◆ **Fragmento del texto**
-------------------------

La transmigración de Timoty Archer, de Phillip K. Dick



The Transmigration of Timothy Archer. 1981. Un obispo evangélico se enrolla con una amiga de la protagonista-narradora. Creo que es la primera cosa que leo de K. Dick con una narradora femenina. California. 1982. Ha muerto Lennon. Todo es un gran malentendido. Cerca, muy cerca de K. Dick está revoloteando un joven Steve Jobs. Es la misma California, la misma inquietud, solo que con signos ideológicos y vitales contrapuestos. K. Dick es el fin de una cultura, la cultura contestataria de los sesenta, la que le llevó al delirio, la soledad y la marginalidad, pero también la que le permitió ver "más allá". Jobs es el producto refinado de esa subcultura. Refinado en forma de gran emporio comercial y utilitarismo puro. K. Dick abrió las puertas de toda una forma de contar. Jobs estuvo a punto de cerrarla. No parece que pueda hacerlo desde la tumba, aunque quién sabe. Hitler murió en su búnker, pero en Alemania ya no hay ni judíos ni comunismo. ¿Quién ganó? Esa era la estupenda pregunta de El hombre en el castillo, y cada día se nos hace más difícil contestarla. Se burla, con infinita valentía, de un personaje "desequilibrado" que en sus momentos menos presentables deja de comer, se sumerge en sus fobias y envía cartas de auxilio y amenaza a la Casa Blanca, exactamente igual que el propio K. Dick en sus horas más bajas/altas.

-------------------------

◆ **Consigna**
Retoma la reseña sobre la novela de K. Dick a partir de su última oración y continúala con unas líneas más.

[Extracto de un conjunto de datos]
-------------------------

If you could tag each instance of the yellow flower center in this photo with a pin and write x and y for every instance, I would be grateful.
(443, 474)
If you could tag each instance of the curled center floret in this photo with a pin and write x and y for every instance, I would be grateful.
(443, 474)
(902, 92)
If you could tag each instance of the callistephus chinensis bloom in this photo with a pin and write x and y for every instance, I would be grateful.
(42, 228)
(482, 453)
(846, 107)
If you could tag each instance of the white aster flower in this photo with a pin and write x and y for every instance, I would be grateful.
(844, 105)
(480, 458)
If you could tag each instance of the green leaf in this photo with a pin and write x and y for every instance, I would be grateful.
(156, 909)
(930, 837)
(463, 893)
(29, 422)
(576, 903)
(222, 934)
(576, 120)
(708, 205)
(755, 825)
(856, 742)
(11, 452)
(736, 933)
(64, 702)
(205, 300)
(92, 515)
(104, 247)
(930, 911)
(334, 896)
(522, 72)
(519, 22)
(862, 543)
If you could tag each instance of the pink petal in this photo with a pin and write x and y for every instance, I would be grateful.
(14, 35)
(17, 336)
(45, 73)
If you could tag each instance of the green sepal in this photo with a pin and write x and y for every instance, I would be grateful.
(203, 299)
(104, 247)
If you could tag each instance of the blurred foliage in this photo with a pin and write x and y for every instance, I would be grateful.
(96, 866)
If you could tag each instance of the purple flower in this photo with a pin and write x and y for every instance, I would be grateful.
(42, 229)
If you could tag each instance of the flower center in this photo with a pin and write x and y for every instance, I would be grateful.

-------------------------

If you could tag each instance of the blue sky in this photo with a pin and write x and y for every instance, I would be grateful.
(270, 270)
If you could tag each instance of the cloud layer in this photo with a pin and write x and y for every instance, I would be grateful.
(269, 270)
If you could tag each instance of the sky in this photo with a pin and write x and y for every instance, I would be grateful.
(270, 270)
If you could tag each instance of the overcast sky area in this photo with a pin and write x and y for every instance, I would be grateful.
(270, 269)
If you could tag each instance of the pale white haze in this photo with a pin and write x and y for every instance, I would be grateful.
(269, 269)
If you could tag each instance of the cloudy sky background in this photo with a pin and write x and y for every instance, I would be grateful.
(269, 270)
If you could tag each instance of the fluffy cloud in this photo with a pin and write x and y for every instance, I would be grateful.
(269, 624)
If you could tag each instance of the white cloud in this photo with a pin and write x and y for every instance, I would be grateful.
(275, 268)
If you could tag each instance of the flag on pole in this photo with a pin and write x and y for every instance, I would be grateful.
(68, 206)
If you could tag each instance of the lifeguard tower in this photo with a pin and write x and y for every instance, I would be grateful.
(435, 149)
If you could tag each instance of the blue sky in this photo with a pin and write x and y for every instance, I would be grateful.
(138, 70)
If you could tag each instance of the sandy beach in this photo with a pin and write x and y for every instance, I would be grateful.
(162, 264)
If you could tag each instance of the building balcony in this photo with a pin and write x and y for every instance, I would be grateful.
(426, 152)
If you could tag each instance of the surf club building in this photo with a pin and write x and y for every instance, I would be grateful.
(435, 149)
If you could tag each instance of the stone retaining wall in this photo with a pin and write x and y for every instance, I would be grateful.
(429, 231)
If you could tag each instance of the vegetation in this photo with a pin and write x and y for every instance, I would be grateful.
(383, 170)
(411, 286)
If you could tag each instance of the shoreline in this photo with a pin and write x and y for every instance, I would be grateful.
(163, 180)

-------------------------

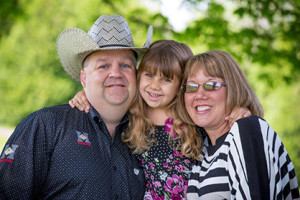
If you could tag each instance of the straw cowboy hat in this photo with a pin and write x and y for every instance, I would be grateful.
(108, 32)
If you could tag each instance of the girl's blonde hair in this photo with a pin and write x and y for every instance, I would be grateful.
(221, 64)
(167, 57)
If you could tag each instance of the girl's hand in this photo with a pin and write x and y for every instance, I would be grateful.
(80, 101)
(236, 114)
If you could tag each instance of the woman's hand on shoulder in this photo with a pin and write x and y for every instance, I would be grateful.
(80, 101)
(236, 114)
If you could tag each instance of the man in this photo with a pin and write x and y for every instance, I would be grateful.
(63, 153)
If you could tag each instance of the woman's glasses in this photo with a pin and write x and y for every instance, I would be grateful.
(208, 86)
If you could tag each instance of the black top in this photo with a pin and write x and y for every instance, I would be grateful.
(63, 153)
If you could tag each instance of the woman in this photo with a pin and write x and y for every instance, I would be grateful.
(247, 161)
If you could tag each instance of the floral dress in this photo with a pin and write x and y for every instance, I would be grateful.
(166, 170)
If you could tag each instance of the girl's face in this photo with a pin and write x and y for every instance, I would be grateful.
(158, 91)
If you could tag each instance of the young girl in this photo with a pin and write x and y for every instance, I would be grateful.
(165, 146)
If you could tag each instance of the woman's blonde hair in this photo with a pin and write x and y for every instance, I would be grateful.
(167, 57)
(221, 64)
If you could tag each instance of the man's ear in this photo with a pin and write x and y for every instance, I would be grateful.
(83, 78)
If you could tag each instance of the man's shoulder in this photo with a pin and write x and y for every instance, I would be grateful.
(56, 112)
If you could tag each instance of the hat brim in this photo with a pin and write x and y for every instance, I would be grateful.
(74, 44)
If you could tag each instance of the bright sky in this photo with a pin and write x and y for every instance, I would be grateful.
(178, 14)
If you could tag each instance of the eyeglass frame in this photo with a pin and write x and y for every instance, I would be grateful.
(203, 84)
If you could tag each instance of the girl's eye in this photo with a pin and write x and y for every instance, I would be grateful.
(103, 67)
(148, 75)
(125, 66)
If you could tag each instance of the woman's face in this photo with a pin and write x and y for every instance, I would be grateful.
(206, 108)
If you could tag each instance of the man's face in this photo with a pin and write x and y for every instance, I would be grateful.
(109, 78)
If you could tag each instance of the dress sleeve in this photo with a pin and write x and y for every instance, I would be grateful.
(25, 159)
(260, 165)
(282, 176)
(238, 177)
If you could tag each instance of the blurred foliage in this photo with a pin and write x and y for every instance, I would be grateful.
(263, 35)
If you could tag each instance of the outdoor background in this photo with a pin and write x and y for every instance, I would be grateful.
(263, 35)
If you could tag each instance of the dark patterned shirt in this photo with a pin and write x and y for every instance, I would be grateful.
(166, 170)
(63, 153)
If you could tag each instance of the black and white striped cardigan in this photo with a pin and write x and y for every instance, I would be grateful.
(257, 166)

-------------------------

◆ **Respuesta**
      Compara el enamoramiento con un choque frontal, o con un atropellamiento mutuo. Como siempre, metáfora vulgar y sublime a un tiempo.
        Habla también de lo que él llama el estigma del odio: esa forma de congestión que asalta a las personas sufrientes y en guerra consigo mismas, que les hace parecer enfermas y envejecidas prematuramente. Lo compara con los malos espíritus que Jesús hizo introducirse en el interior de una piara de cerdos, para que se lanzaran por un precipicio. Es el mismo procedimiento que ahora se está utilizando con las algas devoradoras de metales pesados, que una vez terminan su digestión se supone que son recogidas y utilizadas como combustible de nuevo. Las personas con ese dolor y esa furia pintados en sus rostros y cuerpos son, en cierto modo, recicladores, como de sí mismo afirmaba ser Rasputin. Hay una relación confusa con el placer en esa energía: una relación confusa y convulsiva, de acercamientos y alejamientos bruscos y finalmente sufrientes. "Un animal erizado de púas", peligroso, autodestructivo, loco. El personaje al que le pasa esto se llama Kirsten, que es un nombre de mujer que le gustaba, que habitaba su imaginario.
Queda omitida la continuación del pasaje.